WORK INSTRUCTIONS:
1 – Copy the passage of the post about the online mugging in Japan from "Police in Japan" to "difficult to spot.".
2 – Answer these questions using the post about the online mugging in Japan:
(a) Whom did police in Japan arrest?
(b) According to the comment, what does "grinding" mean?
(c) Which online game is said to have a brothel?
3 – Extend the post about the online mugging in Japan by writing what follows its last sentence.

TEXT SEGMENT:
□ □ □ □ □ □ □

The BBC report on an online mugging in Japan. The "crime" was commited by bots in RPG games - Life, stranger than fiction...

Police in Japan have arrested a Chinese student over the use of a network of software "bots" to steal items in an online role playing game (RPG).

and

However, for every improvement in bot detection, the bots themselves become more complex and more difficult to spot.

Seems a bit heavy though, arresting the dude, but maybe i dont understant the seriousness of RPG.

Comments

RPG is life

There are a subset of people out there who live for their online lives. There are entire black economies in online "credits", special items, "grinding" (paying someone to do the tediuos work of taking a brand new character up to high levels, so you can do "the fun stuff") and more that you just DON'T want to know about.

Did you know there is a Sims Online brothel? I wish I didn't...

□ □ □ □ □ □ □

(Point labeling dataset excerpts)

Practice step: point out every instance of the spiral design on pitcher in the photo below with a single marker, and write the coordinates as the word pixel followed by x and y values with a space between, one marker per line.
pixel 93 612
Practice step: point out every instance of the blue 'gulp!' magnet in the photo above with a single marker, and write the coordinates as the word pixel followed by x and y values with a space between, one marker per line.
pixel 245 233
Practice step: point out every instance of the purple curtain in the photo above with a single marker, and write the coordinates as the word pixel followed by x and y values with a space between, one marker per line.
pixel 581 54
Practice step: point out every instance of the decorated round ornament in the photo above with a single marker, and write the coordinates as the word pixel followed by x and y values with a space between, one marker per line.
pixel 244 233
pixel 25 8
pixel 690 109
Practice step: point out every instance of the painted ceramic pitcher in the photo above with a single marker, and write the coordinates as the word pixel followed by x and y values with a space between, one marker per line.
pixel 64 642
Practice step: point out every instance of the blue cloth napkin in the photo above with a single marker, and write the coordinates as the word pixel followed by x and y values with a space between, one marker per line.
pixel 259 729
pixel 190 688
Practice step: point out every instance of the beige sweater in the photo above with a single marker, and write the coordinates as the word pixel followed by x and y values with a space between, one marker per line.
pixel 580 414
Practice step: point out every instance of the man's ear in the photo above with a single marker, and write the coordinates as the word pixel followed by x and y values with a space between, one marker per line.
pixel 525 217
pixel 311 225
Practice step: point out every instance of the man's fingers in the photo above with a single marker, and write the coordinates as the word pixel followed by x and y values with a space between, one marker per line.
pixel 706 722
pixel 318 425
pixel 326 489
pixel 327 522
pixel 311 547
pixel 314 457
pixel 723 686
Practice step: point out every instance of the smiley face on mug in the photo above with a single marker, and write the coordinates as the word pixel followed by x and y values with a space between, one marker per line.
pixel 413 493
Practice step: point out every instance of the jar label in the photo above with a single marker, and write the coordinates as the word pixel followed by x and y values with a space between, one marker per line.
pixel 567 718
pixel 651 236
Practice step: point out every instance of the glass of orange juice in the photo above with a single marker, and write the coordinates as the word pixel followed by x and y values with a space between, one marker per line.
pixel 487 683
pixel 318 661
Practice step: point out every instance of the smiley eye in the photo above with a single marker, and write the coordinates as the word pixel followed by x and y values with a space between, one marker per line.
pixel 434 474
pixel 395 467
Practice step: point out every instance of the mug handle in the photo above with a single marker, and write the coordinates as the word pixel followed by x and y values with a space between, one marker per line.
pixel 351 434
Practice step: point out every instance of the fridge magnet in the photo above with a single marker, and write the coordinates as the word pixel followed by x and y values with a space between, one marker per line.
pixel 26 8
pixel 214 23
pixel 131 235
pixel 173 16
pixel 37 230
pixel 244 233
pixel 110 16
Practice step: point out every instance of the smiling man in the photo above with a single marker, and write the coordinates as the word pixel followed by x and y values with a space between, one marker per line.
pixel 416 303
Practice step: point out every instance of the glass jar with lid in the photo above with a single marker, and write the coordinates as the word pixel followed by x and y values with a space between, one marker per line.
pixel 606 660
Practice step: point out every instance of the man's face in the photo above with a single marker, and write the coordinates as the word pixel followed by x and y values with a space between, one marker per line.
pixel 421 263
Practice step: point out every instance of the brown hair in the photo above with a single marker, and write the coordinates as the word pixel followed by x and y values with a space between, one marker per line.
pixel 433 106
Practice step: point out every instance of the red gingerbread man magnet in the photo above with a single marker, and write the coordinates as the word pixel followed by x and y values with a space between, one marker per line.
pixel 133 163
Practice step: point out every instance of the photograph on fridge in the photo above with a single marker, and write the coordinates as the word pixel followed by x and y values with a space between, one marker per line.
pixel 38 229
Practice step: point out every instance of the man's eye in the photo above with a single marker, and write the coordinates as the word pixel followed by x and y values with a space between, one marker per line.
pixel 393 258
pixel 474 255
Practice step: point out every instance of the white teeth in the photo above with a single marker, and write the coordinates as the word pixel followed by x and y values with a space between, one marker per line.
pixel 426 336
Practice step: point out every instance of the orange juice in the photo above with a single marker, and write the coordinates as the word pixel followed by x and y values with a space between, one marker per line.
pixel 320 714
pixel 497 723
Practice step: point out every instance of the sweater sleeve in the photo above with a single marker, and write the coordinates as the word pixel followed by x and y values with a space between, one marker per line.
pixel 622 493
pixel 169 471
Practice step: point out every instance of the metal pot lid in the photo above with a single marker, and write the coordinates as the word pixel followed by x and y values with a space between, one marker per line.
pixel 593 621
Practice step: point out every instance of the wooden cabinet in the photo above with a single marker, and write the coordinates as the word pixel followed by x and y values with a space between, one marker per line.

□ □ □ □ □ □ □

THE REPLIES:
1 –
Police in Japan have arrested a Chinese student over the use of a network of software "bots" to steal items in an online role playing game (RPG).

and

However, for every improvement in bot detection, the bots themselves become more complex and more difficult to spot.

2 –
(a) A Chinese student.
(b) Paying someone to do the tedious work of taking a brand new character up to high levels.
(c) Sims Online.

3 –
this is important because of the lack of laws

the full story is here http://news.bbc.co.uk/1/hi/technology/4165880.stm

Basically this exchange student used a bot to steal virutal items from players in an online game and then he sold them for money on auctions sites. If these were physical items it would be a clear case of theft. Since these are virtual items there is no law that clearly addresse the issue. This is another example of how the laws have not caught up with technology. In SEO there are many ways that you can sabotage your competition and there are no laws to stop you.

ps you can make good money dealing with the rpg people

strange...

http://news.bbc.co.uk/1/hi/technology/4165880.stm

Quote:
their items were then sold for cash on auction sites.

I guess the owners of hte virtual items could sue for damages since the items seem to have some worth in the real world?

Quote:
Use of bots is a frequent problem in online gaming, and most game publishers have invested heavily in trying to eliminate them from their games.

Hmmm, mebee the game developers can make a case for damages.
Does seem somewhat ridiculous tho. If a bot killed someone's online character in a game, could a case be made for online murder?

The world get stranger every day.

>edit< beat me to it goodroi :)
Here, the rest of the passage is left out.